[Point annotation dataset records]
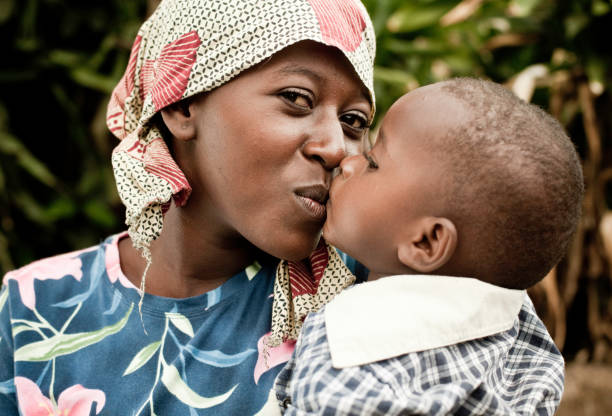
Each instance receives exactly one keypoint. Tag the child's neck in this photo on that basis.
(375, 275)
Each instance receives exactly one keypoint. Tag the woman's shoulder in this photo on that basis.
(78, 265)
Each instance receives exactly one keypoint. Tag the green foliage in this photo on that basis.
(61, 61)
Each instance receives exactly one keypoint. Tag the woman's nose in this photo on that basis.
(348, 166)
(326, 143)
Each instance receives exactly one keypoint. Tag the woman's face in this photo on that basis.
(266, 144)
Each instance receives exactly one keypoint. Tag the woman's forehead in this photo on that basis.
(320, 63)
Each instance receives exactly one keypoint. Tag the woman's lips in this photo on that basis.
(313, 199)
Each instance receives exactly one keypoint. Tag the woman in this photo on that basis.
(258, 102)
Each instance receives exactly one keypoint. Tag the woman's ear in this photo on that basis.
(179, 120)
(430, 246)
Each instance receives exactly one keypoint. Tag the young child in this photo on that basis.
(469, 196)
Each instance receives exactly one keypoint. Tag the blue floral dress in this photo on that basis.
(72, 342)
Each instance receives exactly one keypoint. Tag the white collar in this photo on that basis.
(397, 315)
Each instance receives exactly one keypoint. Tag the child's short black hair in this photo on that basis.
(516, 179)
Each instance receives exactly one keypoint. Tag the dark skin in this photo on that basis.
(259, 153)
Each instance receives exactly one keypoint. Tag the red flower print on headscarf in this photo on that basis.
(344, 32)
(167, 76)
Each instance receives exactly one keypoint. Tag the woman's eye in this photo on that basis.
(355, 121)
(298, 98)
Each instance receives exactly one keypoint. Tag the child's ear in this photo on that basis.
(430, 246)
(179, 120)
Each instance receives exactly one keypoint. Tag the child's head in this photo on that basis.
(465, 179)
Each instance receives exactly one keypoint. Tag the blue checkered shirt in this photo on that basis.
(516, 372)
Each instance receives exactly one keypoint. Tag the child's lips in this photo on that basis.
(313, 200)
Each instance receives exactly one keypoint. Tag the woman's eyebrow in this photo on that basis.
(300, 70)
(313, 75)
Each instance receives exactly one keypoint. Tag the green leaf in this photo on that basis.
(21, 328)
(414, 16)
(12, 146)
(522, 8)
(181, 322)
(177, 386)
(142, 357)
(100, 213)
(88, 78)
(64, 344)
(253, 269)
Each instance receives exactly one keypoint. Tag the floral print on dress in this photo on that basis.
(68, 264)
(74, 401)
(75, 346)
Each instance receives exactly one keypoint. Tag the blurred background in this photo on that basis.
(62, 58)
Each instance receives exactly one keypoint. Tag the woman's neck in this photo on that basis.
(188, 258)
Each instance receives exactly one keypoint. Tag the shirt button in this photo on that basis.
(286, 402)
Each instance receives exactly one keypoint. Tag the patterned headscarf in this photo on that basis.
(190, 46)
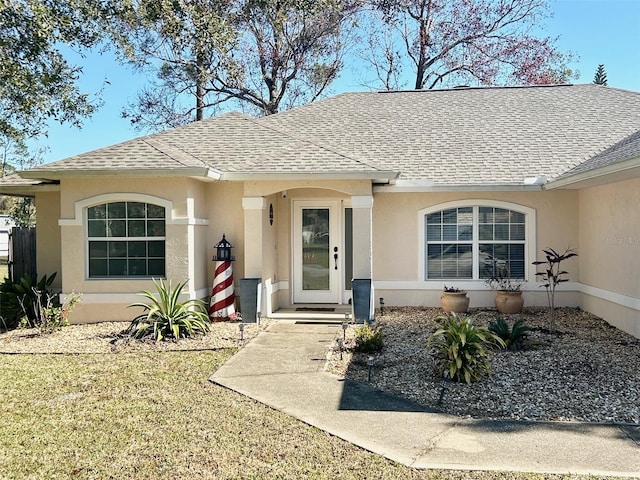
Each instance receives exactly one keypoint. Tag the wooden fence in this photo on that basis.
(22, 252)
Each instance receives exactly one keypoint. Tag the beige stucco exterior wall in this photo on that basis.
(610, 253)
(397, 245)
(48, 236)
(107, 299)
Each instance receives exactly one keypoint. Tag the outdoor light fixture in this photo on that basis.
(241, 329)
(223, 251)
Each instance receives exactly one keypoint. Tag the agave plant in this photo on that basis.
(464, 349)
(166, 316)
(513, 337)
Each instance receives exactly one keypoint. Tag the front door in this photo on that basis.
(317, 256)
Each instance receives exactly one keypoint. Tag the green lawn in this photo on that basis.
(155, 416)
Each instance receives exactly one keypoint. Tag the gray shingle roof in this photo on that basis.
(626, 149)
(230, 143)
(475, 135)
(470, 136)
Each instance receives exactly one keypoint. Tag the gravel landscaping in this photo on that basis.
(585, 371)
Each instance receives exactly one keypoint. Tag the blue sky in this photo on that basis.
(597, 31)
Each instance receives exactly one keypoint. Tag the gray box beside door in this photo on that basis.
(250, 299)
(362, 300)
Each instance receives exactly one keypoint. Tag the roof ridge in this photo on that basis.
(315, 142)
(171, 151)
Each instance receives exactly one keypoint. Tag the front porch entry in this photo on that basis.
(322, 252)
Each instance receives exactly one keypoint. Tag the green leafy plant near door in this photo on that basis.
(514, 337)
(464, 349)
(368, 339)
(552, 275)
(168, 317)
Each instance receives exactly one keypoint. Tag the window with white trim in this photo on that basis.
(475, 242)
(126, 239)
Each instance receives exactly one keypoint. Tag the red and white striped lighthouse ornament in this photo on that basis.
(221, 307)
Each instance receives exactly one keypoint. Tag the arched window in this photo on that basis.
(126, 239)
(475, 242)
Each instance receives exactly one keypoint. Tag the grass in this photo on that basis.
(155, 416)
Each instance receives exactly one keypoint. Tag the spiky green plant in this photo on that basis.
(168, 317)
(552, 276)
(464, 349)
(513, 337)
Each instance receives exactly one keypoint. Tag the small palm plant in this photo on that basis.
(166, 316)
(464, 349)
(552, 276)
(513, 337)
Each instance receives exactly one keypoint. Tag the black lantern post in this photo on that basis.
(223, 251)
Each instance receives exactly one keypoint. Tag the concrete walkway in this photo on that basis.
(283, 367)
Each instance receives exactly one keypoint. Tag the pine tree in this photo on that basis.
(600, 77)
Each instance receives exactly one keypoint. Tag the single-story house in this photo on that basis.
(412, 189)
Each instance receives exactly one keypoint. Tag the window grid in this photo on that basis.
(474, 243)
(126, 239)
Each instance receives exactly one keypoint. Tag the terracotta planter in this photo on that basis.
(457, 302)
(509, 301)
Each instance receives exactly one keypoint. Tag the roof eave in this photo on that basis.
(28, 190)
(377, 176)
(598, 176)
(432, 187)
(122, 172)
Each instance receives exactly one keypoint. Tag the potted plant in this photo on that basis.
(508, 297)
(454, 300)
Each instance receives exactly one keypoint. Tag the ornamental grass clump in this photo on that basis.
(168, 317)
(464, 350)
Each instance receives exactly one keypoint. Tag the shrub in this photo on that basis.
(21, 299)
(369, 339)
(464, 349)
(50, 316)
(168, 317)
(513, 337)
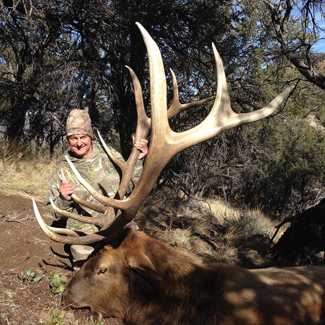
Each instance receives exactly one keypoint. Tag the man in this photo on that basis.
(93, 164)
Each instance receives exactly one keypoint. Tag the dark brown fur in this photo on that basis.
(143, 281)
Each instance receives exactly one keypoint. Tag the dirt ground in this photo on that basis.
(23, 245)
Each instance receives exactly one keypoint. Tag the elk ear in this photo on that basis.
(142, 264)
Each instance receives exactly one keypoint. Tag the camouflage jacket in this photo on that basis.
(97, 170)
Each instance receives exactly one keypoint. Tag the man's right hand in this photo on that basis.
(66, 190)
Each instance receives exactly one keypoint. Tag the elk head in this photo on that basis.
(165, 143)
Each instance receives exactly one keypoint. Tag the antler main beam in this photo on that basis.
(165, 143)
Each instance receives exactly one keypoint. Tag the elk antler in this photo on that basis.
(165, 143)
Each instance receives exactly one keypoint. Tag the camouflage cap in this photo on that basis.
(79, 122)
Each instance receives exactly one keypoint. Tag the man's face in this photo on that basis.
(80, 144)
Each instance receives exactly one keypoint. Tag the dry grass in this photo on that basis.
(27, 176)
(180, 226)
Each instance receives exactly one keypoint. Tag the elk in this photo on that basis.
(143, 281)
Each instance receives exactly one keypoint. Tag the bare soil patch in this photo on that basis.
(23, 245)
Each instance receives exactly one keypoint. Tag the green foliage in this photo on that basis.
(58, 317)
(58, 283)
(30, 275)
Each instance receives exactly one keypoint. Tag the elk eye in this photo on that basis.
(102, 270)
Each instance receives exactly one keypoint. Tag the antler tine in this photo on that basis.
(176, 107)
(72, 237)
(164, 142)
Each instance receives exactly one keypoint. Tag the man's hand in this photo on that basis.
(66, 190)
(142, 146)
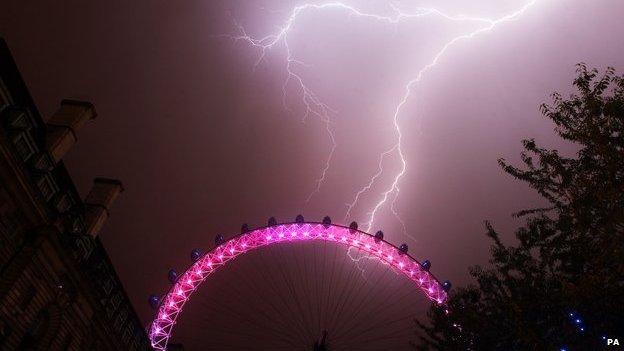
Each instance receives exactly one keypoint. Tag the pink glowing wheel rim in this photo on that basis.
(172, 303)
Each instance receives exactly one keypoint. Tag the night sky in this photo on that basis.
(204, 139)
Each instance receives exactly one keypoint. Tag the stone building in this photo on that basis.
(58, 288)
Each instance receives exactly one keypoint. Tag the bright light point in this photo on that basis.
(174, 301)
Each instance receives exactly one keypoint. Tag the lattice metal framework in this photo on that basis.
(172, 303)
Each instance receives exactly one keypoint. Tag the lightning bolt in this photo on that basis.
(313, 105)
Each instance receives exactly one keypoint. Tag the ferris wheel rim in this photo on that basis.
(172, 303)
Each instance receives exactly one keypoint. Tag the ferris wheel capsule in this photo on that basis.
(353, 226)
(244, 228)
(153, 301)
(219, 239)
(326, 221)
(172, 276)
(378, 236)
(272, 222)
(403, 249)
(195, 255)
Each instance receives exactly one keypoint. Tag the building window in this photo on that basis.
(36, 331)
(84, 246)
(67, 342)
(108, 286)
(121, 318)
(47, 186)
(116, 300)
(26, 297)
(24, 145)
(127, 334)
(5, 332)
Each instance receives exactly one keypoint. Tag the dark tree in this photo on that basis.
(568, 257)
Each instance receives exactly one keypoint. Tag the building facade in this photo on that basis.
(58, 288)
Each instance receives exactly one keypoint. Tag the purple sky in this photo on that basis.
(203, 142)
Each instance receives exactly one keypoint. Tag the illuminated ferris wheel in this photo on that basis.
(296, 286)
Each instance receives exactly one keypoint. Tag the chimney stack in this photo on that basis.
(63, 127)
(98, 202)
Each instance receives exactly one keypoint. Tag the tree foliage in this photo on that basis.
(569, 256)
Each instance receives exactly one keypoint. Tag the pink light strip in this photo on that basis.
(171, 304)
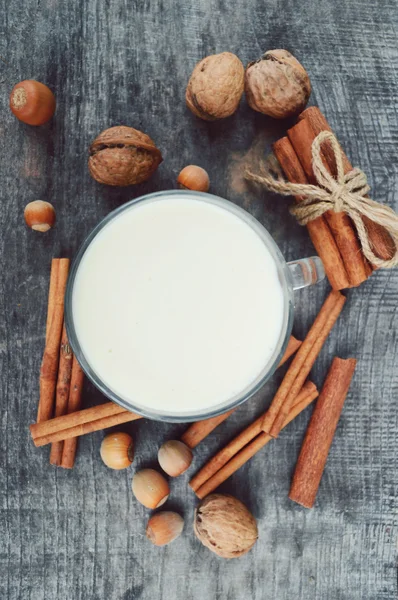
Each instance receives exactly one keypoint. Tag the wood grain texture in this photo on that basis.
(80, 534)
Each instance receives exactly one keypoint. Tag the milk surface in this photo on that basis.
(177, 305)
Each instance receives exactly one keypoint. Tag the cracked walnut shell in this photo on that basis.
(277, 84)
(123, 156)
(225, 526)
(216, 86)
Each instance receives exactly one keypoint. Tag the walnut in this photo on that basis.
(277, 84)
(123, 156)
(225, 526)
(216, 86)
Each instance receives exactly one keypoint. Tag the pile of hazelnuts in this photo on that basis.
(276, 85)
(149, 486)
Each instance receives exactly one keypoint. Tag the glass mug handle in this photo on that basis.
(306, 271)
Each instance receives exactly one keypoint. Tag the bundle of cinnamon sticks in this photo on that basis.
(332, 234)
(61, 377)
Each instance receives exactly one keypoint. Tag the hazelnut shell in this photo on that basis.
(39, 215)
(225, 526)
(122, 156)
(216, 86)
(277, 85)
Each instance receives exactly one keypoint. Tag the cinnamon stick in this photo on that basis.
(320, 432)
(62, 391)
(49, 366)
(241, 458)
(381, 241)
(240, 441)
(74, 403)
(301, 137)
(302, 364)
(198, 431)
(80, 422)
(51, 293)
(318, 229)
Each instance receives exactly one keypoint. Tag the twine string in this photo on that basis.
(344, 193)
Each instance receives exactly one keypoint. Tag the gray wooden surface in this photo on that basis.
(80, 534)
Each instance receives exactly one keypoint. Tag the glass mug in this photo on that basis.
(292, 276)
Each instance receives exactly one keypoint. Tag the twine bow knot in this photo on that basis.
(344, 193)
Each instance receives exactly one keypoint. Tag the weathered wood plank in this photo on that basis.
(80, 534)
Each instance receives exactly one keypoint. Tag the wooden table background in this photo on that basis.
(80, 534)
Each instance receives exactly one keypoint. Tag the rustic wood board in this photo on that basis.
(80, 535)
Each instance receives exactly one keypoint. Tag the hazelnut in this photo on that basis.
(225, 526)
(150, 488)
(32, 102)
(39, 215)
(216, 86)
(194, 178)
(123, 156)
(277, 84)
(174, 457)
(117, 450)
(164, 527)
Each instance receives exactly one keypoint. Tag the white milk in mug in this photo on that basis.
(179, 305)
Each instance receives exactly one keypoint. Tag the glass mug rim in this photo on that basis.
(285, 280)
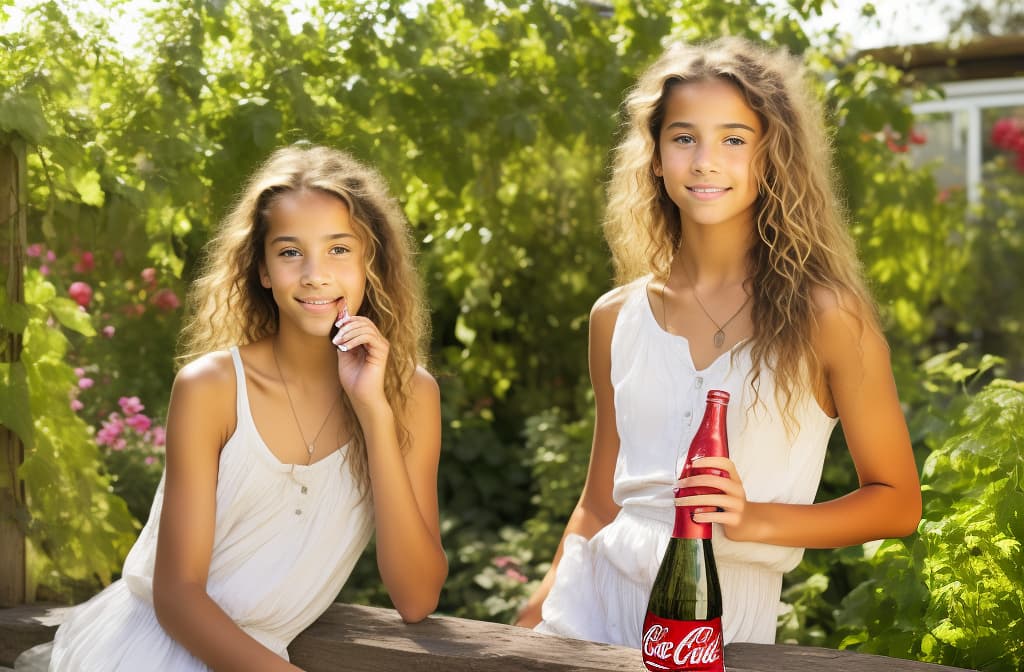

▶ Do this
Turn the stretch of the records from the line containing "glass mug in this photo on that basis." through the end into a Markdown table with the columns "Number" and "Entry". Number each line in order, leave out blank lines, and leave out the pictures.

▶ Written answer
| Number | Entry |
|---|---|
| 1 | Each instance receives exactly one keypoint. Tag the glass mug in this photo on that basis. |
| 2 | (292, 276) |
| 3 | Each instance receives exactly one keypoint. Tag the twine bow knot in this photo on that basis. |
| 4 | (344, 193) |
| 5 | Each instance receives exactly one keypoint. Tag the weathered wood plank in this photo on that basis. |
| 6 | (80, 534) |
| 7 | Each instance receives exactly one keypoint. Tag the wooden table background in this photo on that basis. |
| 8 | (80, 534) |
| 9 | Each instance receives exactly one keypoint. Tag the rustic wood board in this photo on that basis. |
| 10 | (80, 535) |
| 11 | Each instance receives exactly one keypoint. Tag the hazelnut in this photo on that basis. |
| 12 | (225, 526) |
| 13 | (150, 488) |
| 14 | (32, 102) |
| 15 | (39, 215) |
| 16 | (216, 86) |
| 17 | (194, 178) |
| 18 | (123, 156) |
| 19 | (277, 84) |
| 20 | (174, 457) |
| 21 | (117, 450) |
| 22 | (164, 527) |
| 23 | Each instance receives exactly one keypoint. Tag the white milk in mug in this photo on that basis. |
| 24 | (179, 305) |
| 25 | Each instance receives exactly one keypoint. Tag the glass mug rim in this photo on that basis. |
| 26 | (285, 280) |